Your objective
Copy the items below word for word, starting at the beginning and ending with the line that contains "top-left (631, 235), bottom-right (678, 289)". Leave out the pictures.

━━ Rows ━━

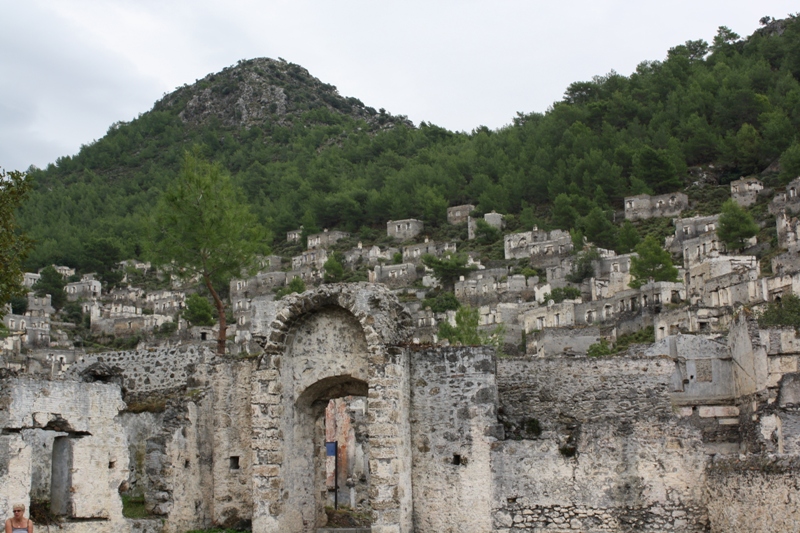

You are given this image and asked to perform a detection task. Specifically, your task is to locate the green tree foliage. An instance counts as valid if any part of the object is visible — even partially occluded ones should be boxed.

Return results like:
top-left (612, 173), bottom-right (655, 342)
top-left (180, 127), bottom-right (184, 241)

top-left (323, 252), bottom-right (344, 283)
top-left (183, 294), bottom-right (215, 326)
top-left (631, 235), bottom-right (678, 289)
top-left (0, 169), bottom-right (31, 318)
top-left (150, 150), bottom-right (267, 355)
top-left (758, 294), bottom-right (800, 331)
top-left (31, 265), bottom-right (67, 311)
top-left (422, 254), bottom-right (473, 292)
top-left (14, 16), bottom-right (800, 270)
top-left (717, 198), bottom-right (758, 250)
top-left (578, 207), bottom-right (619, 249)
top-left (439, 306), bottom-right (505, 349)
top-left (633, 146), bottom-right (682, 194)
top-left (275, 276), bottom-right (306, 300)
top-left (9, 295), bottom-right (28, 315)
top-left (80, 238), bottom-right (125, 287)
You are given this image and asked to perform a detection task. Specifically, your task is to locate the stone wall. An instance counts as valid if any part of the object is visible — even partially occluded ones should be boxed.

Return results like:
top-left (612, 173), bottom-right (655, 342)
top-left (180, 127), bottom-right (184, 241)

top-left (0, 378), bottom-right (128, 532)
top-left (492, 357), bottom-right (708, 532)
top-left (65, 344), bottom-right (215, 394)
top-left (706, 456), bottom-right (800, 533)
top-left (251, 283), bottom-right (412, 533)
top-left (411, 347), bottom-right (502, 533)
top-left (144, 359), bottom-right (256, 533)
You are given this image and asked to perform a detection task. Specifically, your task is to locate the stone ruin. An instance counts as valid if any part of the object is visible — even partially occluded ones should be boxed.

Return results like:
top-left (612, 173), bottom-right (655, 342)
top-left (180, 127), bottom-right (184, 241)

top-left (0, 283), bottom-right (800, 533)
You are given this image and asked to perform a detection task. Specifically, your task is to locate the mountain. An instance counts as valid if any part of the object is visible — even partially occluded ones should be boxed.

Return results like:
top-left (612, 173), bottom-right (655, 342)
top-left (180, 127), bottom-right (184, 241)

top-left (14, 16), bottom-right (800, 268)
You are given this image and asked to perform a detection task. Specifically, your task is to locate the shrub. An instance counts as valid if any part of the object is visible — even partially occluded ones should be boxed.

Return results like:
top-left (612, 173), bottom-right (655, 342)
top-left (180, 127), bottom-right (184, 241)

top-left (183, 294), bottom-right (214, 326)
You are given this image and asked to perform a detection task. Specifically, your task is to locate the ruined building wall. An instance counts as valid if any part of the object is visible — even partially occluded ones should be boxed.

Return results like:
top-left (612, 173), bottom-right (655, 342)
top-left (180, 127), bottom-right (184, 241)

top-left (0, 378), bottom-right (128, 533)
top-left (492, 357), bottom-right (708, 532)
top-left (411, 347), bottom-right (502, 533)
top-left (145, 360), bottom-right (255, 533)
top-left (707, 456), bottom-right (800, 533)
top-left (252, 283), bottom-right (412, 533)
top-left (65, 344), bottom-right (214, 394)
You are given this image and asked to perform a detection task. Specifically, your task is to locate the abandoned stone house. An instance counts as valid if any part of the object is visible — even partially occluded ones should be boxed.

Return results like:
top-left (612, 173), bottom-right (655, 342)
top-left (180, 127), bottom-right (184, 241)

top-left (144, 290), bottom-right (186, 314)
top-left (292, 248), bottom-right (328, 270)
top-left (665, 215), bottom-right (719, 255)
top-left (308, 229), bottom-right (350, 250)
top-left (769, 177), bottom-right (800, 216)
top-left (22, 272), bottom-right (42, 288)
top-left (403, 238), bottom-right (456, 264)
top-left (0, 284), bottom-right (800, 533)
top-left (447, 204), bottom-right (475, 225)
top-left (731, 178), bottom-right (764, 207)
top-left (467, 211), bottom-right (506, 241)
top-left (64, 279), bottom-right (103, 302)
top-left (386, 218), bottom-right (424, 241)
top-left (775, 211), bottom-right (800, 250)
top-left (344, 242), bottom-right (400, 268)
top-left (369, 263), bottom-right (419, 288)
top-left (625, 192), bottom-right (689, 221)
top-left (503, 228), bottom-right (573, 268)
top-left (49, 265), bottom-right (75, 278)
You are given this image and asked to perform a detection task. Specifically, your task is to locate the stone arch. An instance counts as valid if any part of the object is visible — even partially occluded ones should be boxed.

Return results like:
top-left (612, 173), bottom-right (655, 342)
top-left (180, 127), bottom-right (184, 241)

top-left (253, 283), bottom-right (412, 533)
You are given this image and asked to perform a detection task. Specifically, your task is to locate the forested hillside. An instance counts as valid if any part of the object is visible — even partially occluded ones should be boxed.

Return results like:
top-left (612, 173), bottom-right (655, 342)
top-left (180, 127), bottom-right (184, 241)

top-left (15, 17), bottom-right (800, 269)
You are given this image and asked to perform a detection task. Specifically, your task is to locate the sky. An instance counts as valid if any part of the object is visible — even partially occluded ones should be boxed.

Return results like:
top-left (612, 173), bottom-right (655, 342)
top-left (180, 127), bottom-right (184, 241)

━━━

Task result
You are given this image and asked to perform a detection task. Specifically, your task is to locate the green tree foliage. An instance counts as valid if any part of the object is visible — even partially occluded ones should be boxed.

Return results like:
top-left (612, 173), bottom-right (655, 342)
top-left (180, 127), bottom-right (184, 241)

top-left (323, 252), bottom-right (344, 283)
top-left (183, 294), bottom-right (215, 326)
top-left (631, 235), bottom-right (678, 289)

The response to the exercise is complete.